#### TASK REQUIREMENTS:
Your task is to write out every line of the data exactly. Drop the pictures.

——————

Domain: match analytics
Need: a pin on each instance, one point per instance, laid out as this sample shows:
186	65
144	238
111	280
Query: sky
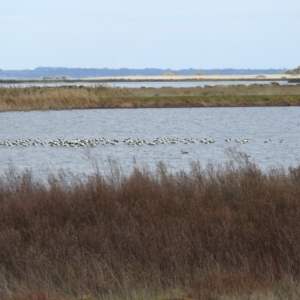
175	34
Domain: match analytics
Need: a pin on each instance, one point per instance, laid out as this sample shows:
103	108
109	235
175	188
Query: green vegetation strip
73	97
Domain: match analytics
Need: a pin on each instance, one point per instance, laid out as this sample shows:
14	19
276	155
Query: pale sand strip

——————

#### TASK SOLUTION:
Domain: match analytics
Need: a pin on each instance, one point per instance, laid out as this sample shows:
186	65
144	238
111	280
Query: sky
175	34
Domain: match analytics
Need: a pin on each instance, one point per instance, laid out as this sample shows:
103	108
109	235
175	188
Query: green vegetation strip
73	97
Domain: match analytics
Need: a pin on each instance, one point per instance, laid out as this sample shows:
14	19
276	155
Query: pale sand strip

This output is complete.